§ BRIEF: Every record below should be copied exactly, with the pictures left out.

<<<<

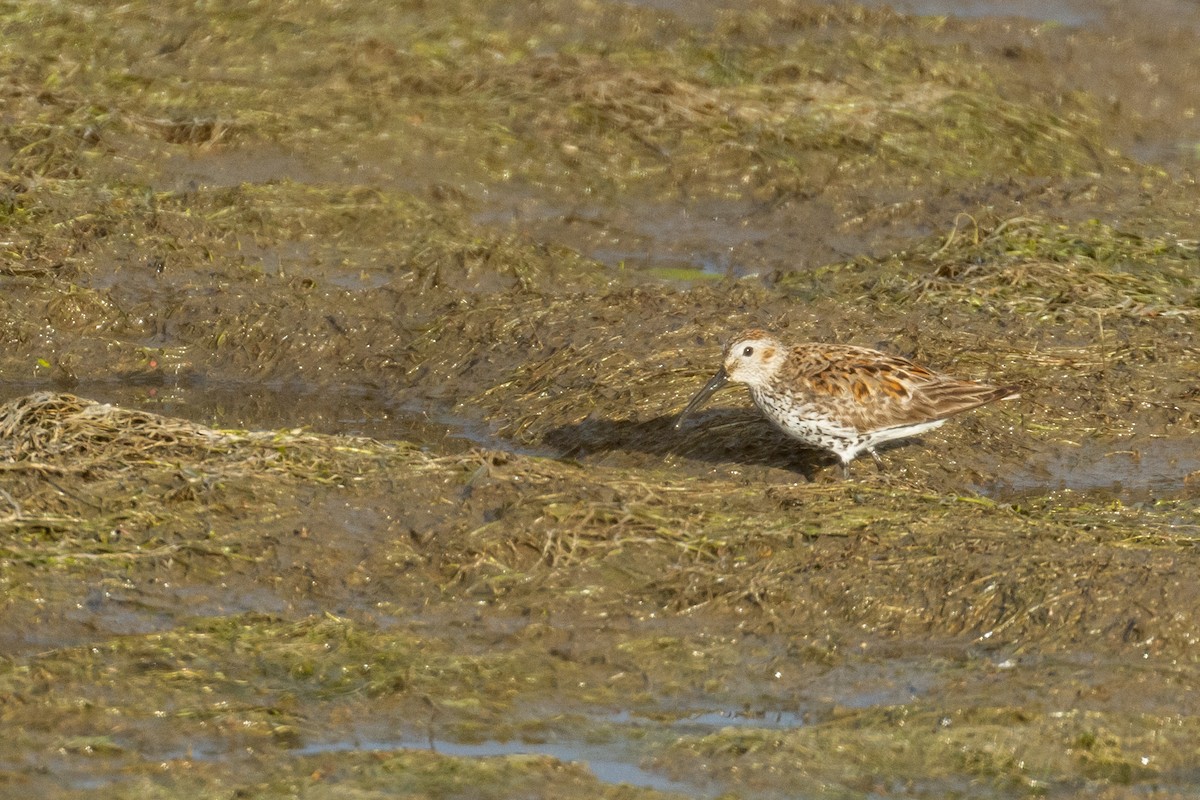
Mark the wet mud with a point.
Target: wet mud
(342, 349)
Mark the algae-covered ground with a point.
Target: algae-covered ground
(341, 346)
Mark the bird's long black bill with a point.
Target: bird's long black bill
(713, 384)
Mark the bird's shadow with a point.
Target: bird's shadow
(717, 435)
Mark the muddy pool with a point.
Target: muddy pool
(341, 346)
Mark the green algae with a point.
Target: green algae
(189, 608)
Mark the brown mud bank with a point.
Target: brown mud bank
(377, 491)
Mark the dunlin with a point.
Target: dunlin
(843, 398)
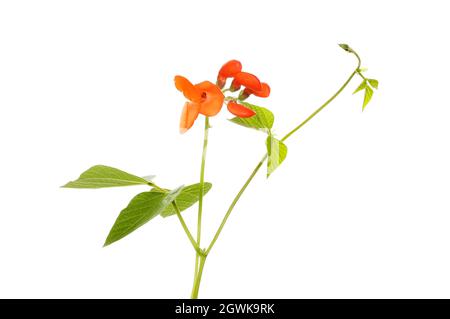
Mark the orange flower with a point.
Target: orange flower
(246, 79)
(264, 92)
(228, 70)
(239, 110)
(204, 98)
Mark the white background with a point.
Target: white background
(360, 208)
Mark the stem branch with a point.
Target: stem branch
(258, 166)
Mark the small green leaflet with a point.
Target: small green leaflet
(367, 96)
(373, 83)
(104, 176)
(276, 151)
(367, 85)
(346, 47)
(142, 208)
(362, 86)
(262, 120)
(188, 196)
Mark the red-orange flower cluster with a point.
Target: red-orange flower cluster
(207, 98)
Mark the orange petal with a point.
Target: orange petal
(189, 90)
(188, 116)
(248, 80)
(212, 98)
(240, 110)
(264, 92)
(230, 68)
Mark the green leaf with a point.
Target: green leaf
(104, 176)
(142, 208)
(346, 47)
(367, 96)
(373, 83)
(362, 86)
(262, 120)
(276, 151)
(188, 197)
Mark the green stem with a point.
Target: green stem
(202, 181)
(258, 166)
(199, 254)
(186, 229)
(198, 278)
(320, 108)
(235, 200)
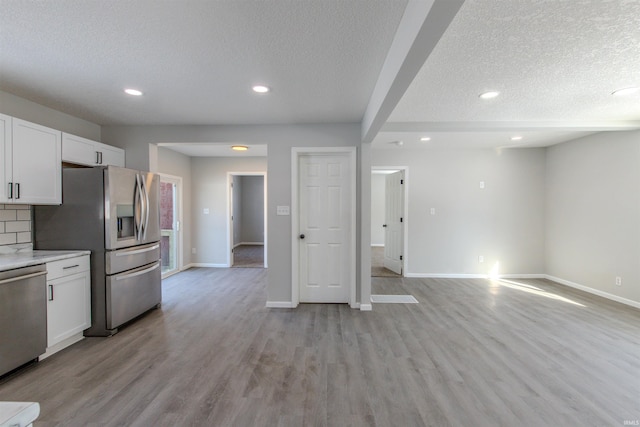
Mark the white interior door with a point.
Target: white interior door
(325, 227)
(394, 221)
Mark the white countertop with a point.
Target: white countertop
(18, 413)
(26, 258)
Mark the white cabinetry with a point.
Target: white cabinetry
(68, 302)
(30, 166)
(84, 151)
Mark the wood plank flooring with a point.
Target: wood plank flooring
(472, 353)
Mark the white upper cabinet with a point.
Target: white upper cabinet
(86, 152)
(5, 159)
(31, 164)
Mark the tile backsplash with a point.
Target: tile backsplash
(15, 224)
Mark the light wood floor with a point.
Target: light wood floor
(377, 263)
(248, 256)
(471, 353)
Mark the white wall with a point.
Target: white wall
(237, 209)
(176, 164)
(209, 184)
(593, 213)
(504, 222)
(377, 208)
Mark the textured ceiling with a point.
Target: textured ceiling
(555, 63)
(551, 60)
(196, 60)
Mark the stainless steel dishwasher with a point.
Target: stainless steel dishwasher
(23, 316)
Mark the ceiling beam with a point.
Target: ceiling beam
(506, 126)
(420, 30)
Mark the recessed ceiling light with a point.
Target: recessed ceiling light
(261, 89)
(134, 92)
(489, 95)
(625, 91)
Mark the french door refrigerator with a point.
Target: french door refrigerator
(115, 213)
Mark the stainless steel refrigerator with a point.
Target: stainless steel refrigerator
(114, 213)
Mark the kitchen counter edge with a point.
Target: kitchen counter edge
(35, 257)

>>>>

§ REPLY:
Mark the wet mud with a point.
Target: wet mud
(342, 349)
Mark the algae-covered ground with a point.
Target: algae-covered ground
(341, 346)
Mark the bird's long black bill with a point.
Target: bird's long black bill
(713, 384)
Mark the bird's shadow with a point.
Target: bird's shadow
(717, 435)
Mark the muddy pool with a point.
Target: muddy pool
(341, 346)
Mark the green algae with a point.
Target: green algae
(189, 608)
Mark the brown mud bank with a point.
Target: brown mud bank
(377, 491)
Mark the dunlin with a point.
Target: dunlin
(843, 398)
Mark the orange flower with a point.
Target: orange flower
(246, 79)
(264, 92)
(228, 70)
(239, 110)
(204, 98)
Mark the white background with a point.
Target: white background
(360, 208)
Mark the stem branch with a point.
Target: stem branch
(258, 166)
Mark the small green leaflet with a point.
Target: small green leaflet
(367, 96)
(373, 83)
(104, 176)
(276, 151)
(367, 85)
(346, 47)
(142, 208)
(362, 86)
(262, 120)
(188, 196)
Mark the red-orange flower cluster with a point.
Target: red-orange flower cluster
(207, 98)
Mark the orange petal with a point.
Target: orange petal
(189, 90)
(188, 116)
(248, 80)
(212, 98)
(240, 110)
(264, 92)
(230, 68)
Mark the green leaf with a point.
Target: green leaf
(104, 176)
(142, 208)
(346, 47)
(367, 96)
(373, 83)
(362, 86)
(262, 120)
(276, 151)
(188, 197)
Mark the green stem with a point.
Target: green stem
(202, 181)
(258, 166)
(199, 254)
(186, 229)
(198, 278)
(320, 108)
(235, 200)
Mark the white interior door with a point.
Target: white interior door
(325, 227)
(394, 221)
Mark the white countertop with a point.
Target: white countertop
(18, 413)
(26, 258)
Mark the white cabinetry with a point.
Target: white cabinetry
(68, 302)
(30, 166)
(84, 151)
Mark the wood plank flooring with a point.
Target: wood plank flooring
(472, 353)
Mark the white upper cabinet with a point.
Target: white upper cabinet
(86, 152)
(5, 159)
(31, 164)
Mark the tile backsplash with a point.
Target: tile backsplash
(15, 224)
Mark the light wood floor with a point.
Target: light wood floor
(377, 263)
(248, 256)
(471, 353)
Mark the white wall with a point.
Target: white wall
(237, 209)
(176, 164)
(209, 184)
(593, 213)
(504, 222)
(377, 208)
Mark the textured ceiling with a point.
Target: textured ceiling
(555, 63)
(551, 60)
(196, 60)
Mark the stainless steel dishwasher with a point.
Target: stainless steel dishwasher
(23, 316)
Mark the ceiling beam with a point.
Target: ceiling beam
(506, 126)
(420, 30)
Mark the recessed ceiling light with a point.
Target: recessed ceiling light
(261, 89)
(134, 92)
(489, 95)
(625, 91)
Mark the french door refrigerator with a point.
Target: french door refrigerator
(115, 213)
Mark the stainless steel refrigerator with a point.
Target: stainless steel refrigerator
(114, 213)
Mark the kitchen counter edge with a point.
Target: kitchen counter edge
(35, 257)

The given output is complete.